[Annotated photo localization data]
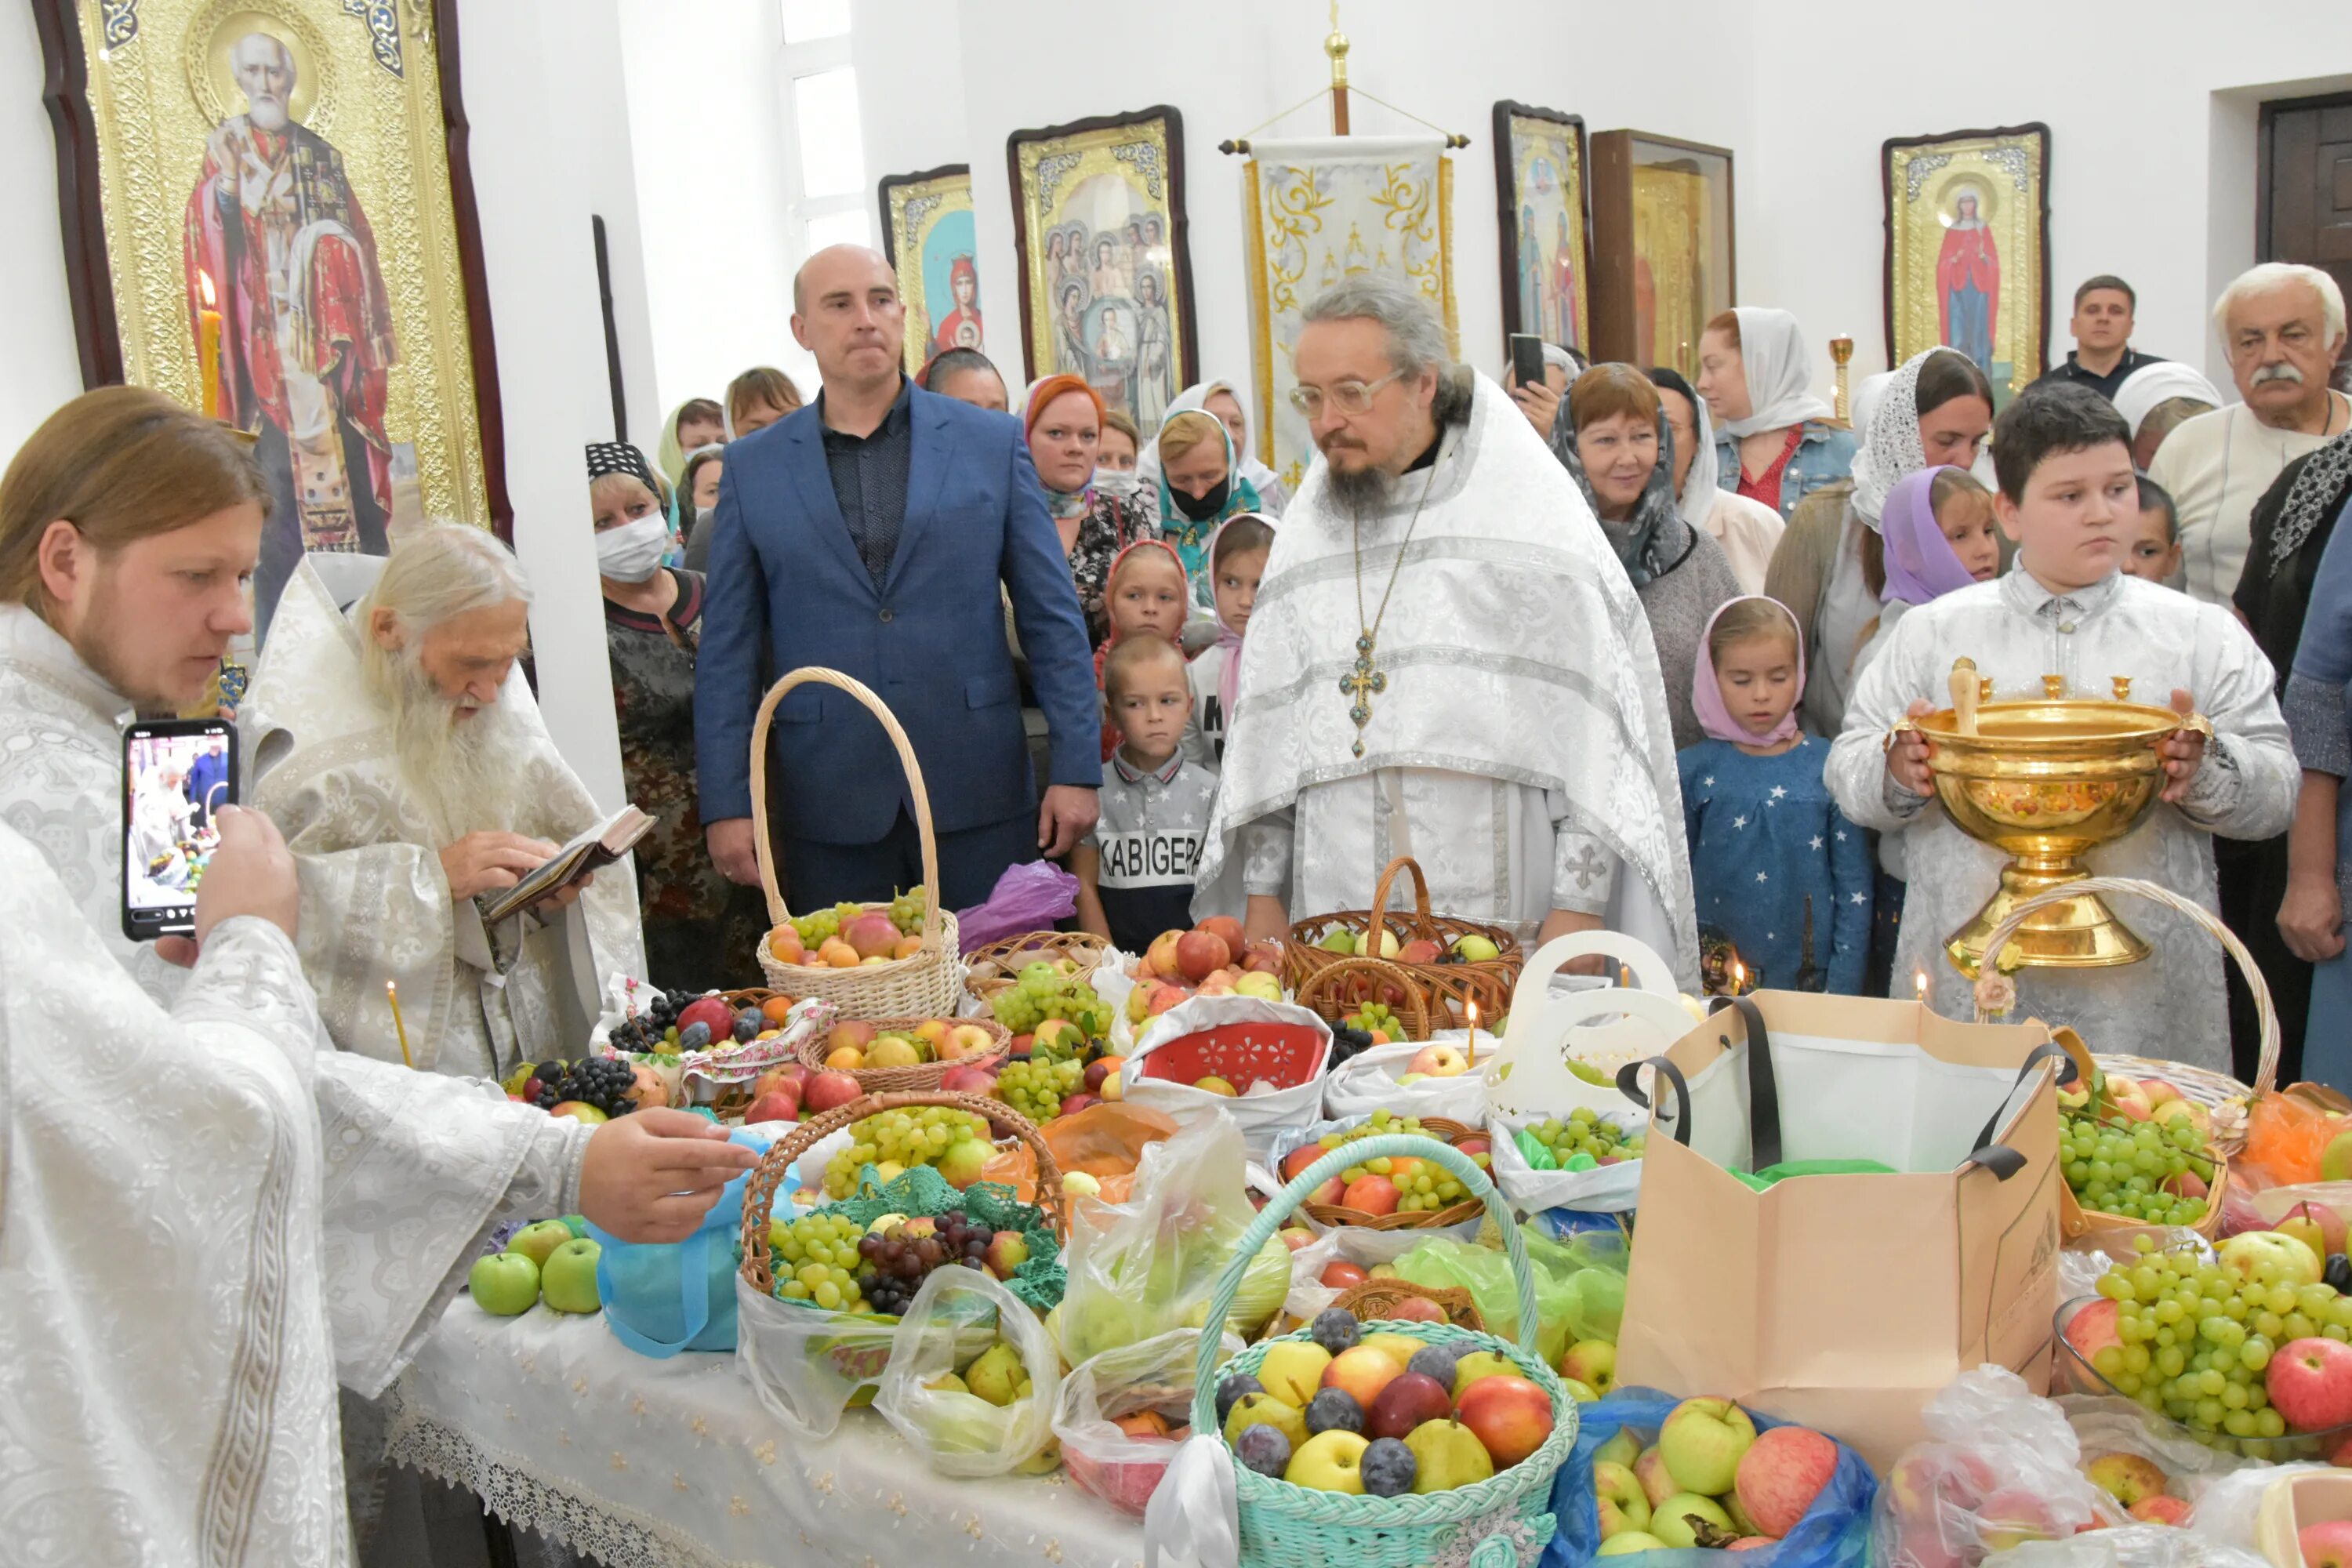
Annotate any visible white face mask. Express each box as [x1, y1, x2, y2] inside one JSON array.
[[1092, 467, 1141, 498], [597, 514, 669, 583], [695, 506, 717, 531]]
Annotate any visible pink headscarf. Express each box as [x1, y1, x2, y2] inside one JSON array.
[[1879, 466, 1982, 606], [1207, 513, 1274, 724], [1690, 595, 1806, 747]]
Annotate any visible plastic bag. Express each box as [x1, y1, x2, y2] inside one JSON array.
[[975, 1102, 1182, 1206], [1322, 1036, 1494, 1123], [1052, 1112, 1294, 1366], [735, 1275, 901, 1439], [2183, 1461, 2331, 1556], [1984, 1525, 2270, 1568], [1489, 1107, 1650, 1216], [953, 861, 1080, 953], [1875, 1366, 2120, 1568], [2240, 1094, 2351, 1188], [1386, 1222, 1629, 1368], [1053, 1328, 1243, 1517], [1124, 996, 1331, 1160], [1541, 1388, 1877, 1568], [873, 1264, 1060, 1477]]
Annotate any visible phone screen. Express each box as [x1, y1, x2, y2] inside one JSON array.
[[1509, 334, 1547, 391], [122, 720, 238, 941]]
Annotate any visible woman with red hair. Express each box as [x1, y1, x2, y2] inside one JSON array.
[[1023, 372, 1160, 642]]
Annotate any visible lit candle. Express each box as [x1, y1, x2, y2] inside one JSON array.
[[386, 979, 414, 1070], [1465, 1000, 1480, 1062], [1732, 960, 1746, 996], [1914, 971, 1929, 1008], [196, 270, 223, 420]]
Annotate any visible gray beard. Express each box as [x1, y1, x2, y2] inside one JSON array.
[[246, 99, 289, 132], [362, 644, 532, 844], [1325, 460, 1399, 518]]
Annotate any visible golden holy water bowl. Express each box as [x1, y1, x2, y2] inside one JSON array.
[[1903, 696, 2197, 973]]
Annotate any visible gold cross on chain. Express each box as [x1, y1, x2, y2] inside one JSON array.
[[1338, 632, 1385, 757]]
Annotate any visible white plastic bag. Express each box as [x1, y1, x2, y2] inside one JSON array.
[[735, 1275, 902, 1439], [1054, 1328, 1243, 1517], [1985, 1526, 2270, 1568], [873, 1264, 1059, 1478], [1487, 1106, 1649, 1215], [1875, 1366, 2122, 1568], [1124, 996, 1330, 1160], [1321, 1036, 1494, 1123]]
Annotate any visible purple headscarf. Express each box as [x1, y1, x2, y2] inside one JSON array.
[[1691, 595, 1806, 747], [1879, 466, 1982, 606]]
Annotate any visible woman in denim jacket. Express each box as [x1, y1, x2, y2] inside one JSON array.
[[1697, 307, 1858, 520]]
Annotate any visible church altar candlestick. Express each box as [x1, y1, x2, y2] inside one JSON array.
[[196, 271, 223, 421], [386, 979, 414, 1071], [1829, 336, 1853, 423]]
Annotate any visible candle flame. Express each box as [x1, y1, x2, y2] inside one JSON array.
[[199, 270, 216, 309], [1733, 961, 1745, 992], [1465, 1000, 1479, 1032], [1915, 971, 1929, 1000]]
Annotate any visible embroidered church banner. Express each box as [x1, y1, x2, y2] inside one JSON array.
[[1243, 135, 1457, 492]]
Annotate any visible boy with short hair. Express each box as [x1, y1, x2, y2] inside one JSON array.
[[1828, 383, 2296, 1065], [2123, 474, 2184, 586], [1076, 633, 1221, 953]]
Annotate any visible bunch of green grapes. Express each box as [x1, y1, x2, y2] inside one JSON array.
[[1330, 1149, 1468, 1213], [819, 1105, 993, 1199], [887, 885, 928, 935], [991, 1057, 1085, 1122], [2063, 1112, 2210, 1225], [988, 965, 1109, 1038], [791, 900, 872, 946], [1524, 1106, 1645, 1163], [2091, 1235, 2352, 1450], [767, 1210, 870, 1310]]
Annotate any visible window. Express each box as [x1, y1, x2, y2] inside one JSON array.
[[779, 13, 868, 269]]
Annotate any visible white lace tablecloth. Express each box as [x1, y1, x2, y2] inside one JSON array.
[[385, 1300, 1146, 1568]]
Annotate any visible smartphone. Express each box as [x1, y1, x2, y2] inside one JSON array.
[[122, 718, 239, 942], [1509, 333, 1548, 392]]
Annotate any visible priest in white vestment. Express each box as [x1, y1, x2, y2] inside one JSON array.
[[1201, 276, 1700, 984], [242, 527, 646, 1077]]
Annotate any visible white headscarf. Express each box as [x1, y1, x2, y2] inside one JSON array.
[[1849, 348, 1948, 527], [2111, 361, 2224, 437], [1718, 307, 1835, 437], [1134, 380, 1285, 497], [1672, 381, 1720, 532]]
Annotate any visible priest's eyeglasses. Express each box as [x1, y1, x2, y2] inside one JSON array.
[[1289, 369, 1403, 418]]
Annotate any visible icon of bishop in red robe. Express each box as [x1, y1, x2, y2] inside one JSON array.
[[184, 31, 397, 640]]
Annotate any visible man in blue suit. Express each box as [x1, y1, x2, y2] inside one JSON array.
[[695, 245, 1101, 912]]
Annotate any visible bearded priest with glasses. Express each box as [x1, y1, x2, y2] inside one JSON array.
[[1196, 275, 1699, 983]]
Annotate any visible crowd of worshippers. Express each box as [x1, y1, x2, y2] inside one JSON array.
[[1, 238, 2347, 1563]]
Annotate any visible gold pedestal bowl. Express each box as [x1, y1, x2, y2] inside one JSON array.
[[1906, 697, 2203, 974]]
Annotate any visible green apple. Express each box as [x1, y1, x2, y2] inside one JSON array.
[[1658, 1396, 1756, 1494], [2217, 1230, 2323, 1287], [469, 1250, 540, 1316], [539, 1236, 603, 1314], [506, 1219, 575, 1270], [1598, 1532, 1668, 1556], [1594, 1460, 1652, 1537], [1403, 1417, 1494, 1492], [1224, 1391, 1308, 1450], [1593, 1429, 1641, 1469], [1257, 1341, 1334, 1406], [1650, 1493, 1734, 1549], [1450, 1349, 1518, 1400], [1318, 929, 1357, 955], [1453, 934, 1501, 964], [2322, 1128, 2352, 1183], [1562, 1339, 1617, 1397], [1561, 1377, 1600, 1403], [1283, 1428, 1369, 1493]]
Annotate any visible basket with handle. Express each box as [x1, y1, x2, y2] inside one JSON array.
[[1290, 956, 1435, 1042], [795, 1014, 1014, 1095], [1284, 857, 1522, 1032], [964, 931, 1112, 1004], [749, 667, 964, 1014], [1175, 1134, 1576, 1567]]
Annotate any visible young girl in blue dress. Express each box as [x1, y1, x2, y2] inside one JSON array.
[[1679, 597, 1872, 993]]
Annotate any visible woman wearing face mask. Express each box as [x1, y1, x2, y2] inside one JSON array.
[[1553, 365, 1743, 749], [1763, 347, 1996, 735], [1135, 380, 1289, 517], [1152, 408, 1265, 608], [679, 445, 725, 571], [586, 442, 765, 989], [1022, 374, 1159, 644]]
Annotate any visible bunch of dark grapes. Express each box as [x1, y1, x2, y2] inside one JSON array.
[[608, 989, 677, 1053], [532, 1055, 639, 1116], [854, 1210, 993, 1316]]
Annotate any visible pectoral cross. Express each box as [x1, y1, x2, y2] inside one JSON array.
[[1338, 632, 1385, 757]]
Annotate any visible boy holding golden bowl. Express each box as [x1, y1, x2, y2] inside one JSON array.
[[1829, 383, 2296, 1067]]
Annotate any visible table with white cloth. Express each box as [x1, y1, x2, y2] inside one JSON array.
[[384, 1299, 1148, 1568]]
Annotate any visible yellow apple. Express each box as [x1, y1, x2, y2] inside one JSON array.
[[1284, 1429, 1369, 1493]]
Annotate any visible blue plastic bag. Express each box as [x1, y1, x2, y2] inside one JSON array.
[[590, 1127, 784, 1357], [1541, 1389, 1876, 1568]]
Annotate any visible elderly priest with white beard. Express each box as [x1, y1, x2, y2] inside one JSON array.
[[241, 524, 645, 1076]]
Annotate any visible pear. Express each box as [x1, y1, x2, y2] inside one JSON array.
[[964, 1341, 1024, 1407]]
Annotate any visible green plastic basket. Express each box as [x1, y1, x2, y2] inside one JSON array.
[[1186, 1133, 1575, 1567]]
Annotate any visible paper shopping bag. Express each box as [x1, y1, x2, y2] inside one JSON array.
[[1613, 993, 2068, 1471]]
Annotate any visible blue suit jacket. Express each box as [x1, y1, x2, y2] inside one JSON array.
[[694, 384, 1102, 846]]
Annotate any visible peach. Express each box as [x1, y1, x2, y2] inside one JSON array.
[[1341, 1174, 1399, 1215], [891, 934, 924, 959]]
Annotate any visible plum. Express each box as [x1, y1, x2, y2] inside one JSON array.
[[1214, 1373, 1264, 1426], [1361, 1436, 1417, 1497], [1235, 1423, 1290, 1479], [1312, 1308, 1363, 1356], [1305, 1387, 1365, 1436]]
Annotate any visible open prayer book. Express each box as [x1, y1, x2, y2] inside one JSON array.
[[479, 804, 653, 924]]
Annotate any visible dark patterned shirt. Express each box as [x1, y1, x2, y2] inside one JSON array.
[[817, 377, 916, 586]]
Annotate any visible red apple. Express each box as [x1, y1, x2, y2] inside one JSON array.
[[1456, 1374, 1556, 1467], [1366, 1370, 1454, 1440], [676, 996, 737, 1040], [938, 1064, 997, 1094], [1145, 982, 1186, 1017], [750, 1063, 808, 1102], [801, 1070, 864, 1115], [2304, 1521, 2352, 1568], [2064, 1298, 2123, 1365], [1341, 1174, 1399, 1216], [1387, 1296, 1447, 1323], [1454, 1137, 1491, 1158], [1196, 915, 1246, 957], [843, 911, 901, 959], [1176, 929, 1232, 982], [1145, 929, 1186, 979], [1058, 1093, 1100, 1116], [1322, 1261, 1368, 1289], [1280, 1226, 1316, 1251], [744, 1090, 799, 1124], [1242, 941, 1284, 975], [2131, 1497, 2190, 1526], [1397, 938, 1441, 965], [1283, 1145, 1328, 1181], [1735, 1425, 1839, 1538], [2269, 1337, 2352, 1430]]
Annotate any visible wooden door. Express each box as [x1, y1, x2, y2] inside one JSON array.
[[2261, 92, 2352, 375]]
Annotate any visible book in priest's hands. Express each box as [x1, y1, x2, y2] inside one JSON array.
[[477, 804, 652, 924]]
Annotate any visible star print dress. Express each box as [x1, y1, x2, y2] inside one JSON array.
[[1677, 735, 1871, 994]]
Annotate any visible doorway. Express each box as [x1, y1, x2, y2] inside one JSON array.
[[2259, 90, 2352, 376]]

#### [Activity]
Write the lines out again exactly, from the one containing "Annotate any visible red" through the last line of the records, and include no other lines.

#### [Answer for this exercise]
Annotate any visible red apple. Express each box as [x1, y1, x2, y2] inside one JSON array.
[[1456, 1374, 1556, 1467], [1366, 1370, 1454, 1440], [676, 996, 737, 1040], [938, 1064, 997, 1094], [1145, 982, 1186, 1017], [750, 1063, 808, 1102], [801, 1070, 864, 1115], [2304, 1521, 2352, 1568], [2064, 1298, 2123, 1365], [1341, 1174, 1399, 1216], [1387, 1296, 1447, 1323], [1454, 1137, 1491, 1158], [1196, 915, 1246, 957], [843, 911, 901, 959], [1176, 929, 1232, 982], [1145, 929, 1186, 979], [1058, 1093, 1100, 1116], [1322, 1261, 1368, 1289], [1280, 1226, 1316, 1251], [744, 1090, 799, 1124], [1242, 941, 1284, 975], [2131, 1497, 2190, 1526], [1397, 938, 1441, 965], [1283, 1145, 1328, 1181], [1735, 1425, 1839, 1538], [2269, 1337, 2352, 1430]]
Annotate any visible wooden door. Express each box as [x1, y1, x2, y2] inside one JSON array.
[[2261, 92, 2352, 375]]
Annotate any visible book in priest's hands. Express each box as [x1, y1, x2, y2] inside one JSON array.
[[477, 804, 652, 924]]
Annotate any visible star print dress. Express each box as [x1, y1, x2, y2] inside one JSON array.
[[1677, 735, 1871, 994]]
Annotate any visible doorway. Express each box as [x1, y1, x2, y2] inside one JSON array.
[[2259, 90, 2352, 376]]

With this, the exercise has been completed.